(Referring expression pointing data)
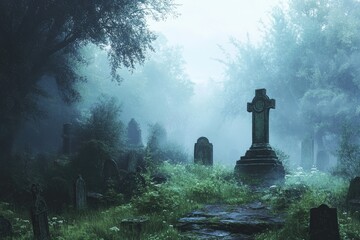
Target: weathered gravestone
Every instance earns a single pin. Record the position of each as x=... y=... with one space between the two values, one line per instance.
x=260 y=163
x=134 y=134
x=307 y=153
x=80 y=194
x=67 y=138
x=110 y=170
x=38 y=213
x=203 y=152
x=111 y=174
x=323 y=223
x=353 y=196
x=322 y=161
x=5 y=227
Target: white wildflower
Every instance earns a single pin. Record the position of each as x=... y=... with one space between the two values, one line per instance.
x=115 y=229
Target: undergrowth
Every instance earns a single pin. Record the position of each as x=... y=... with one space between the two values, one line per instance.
x=303 y=191
x=153 y=213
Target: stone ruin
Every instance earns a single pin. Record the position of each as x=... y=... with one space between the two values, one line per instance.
x=260 y=165
x=203 y=152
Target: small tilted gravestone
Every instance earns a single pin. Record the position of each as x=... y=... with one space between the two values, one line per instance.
x=110 y=171
x=203 y=152
x=80 y=194
x=324 y=224
x=134 y=134
x=38 y=213
x=307 y=153
x=5 y=227
x=260 y=165
x=353 y=196
x=322 y=161
x=67 y=134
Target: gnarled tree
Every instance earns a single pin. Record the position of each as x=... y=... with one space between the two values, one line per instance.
x=43 y=38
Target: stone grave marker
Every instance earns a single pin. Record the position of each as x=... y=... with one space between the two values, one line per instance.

__BRIEF__
Each line from the top of the records through the one containing "Target: small tilted gravestone" needs to be transcribed exactly, without pictures.

__SOLUTION TO THIS PROBLEM__
Target: weathered gravestone
Every instance earns a single pin. Record the position of each as x=... y=... with one space between the two values, one line per instance.
x=260 y=163
x=134 y=134
x=307 y=153
x=80 y=194
x=67 y=138
x=110 y=170
x=38 y=213
x=203 y=152
x=111 y=174
x=323 y=223
x=353 y=196
x=322 y=161
x=5 y=227
Target: white wildflower
Every instance earns a single pin. Record the position of each as x=... y=... with one space between the two values, one line per instance.
x=115 y=229
Target: undergrowth
Every instance earns a single pin. Record the position of each as x=... y=... with one space between the two values, one line per instance.
x=303 y=191
x=153 y=213
Target: stone ruin
Every instance earns a single pin. Record the position of each as x=... y=... with one space between the two values, one line per instance.
x=260 y=165
x=203 y=152
Target: small tilted gravestone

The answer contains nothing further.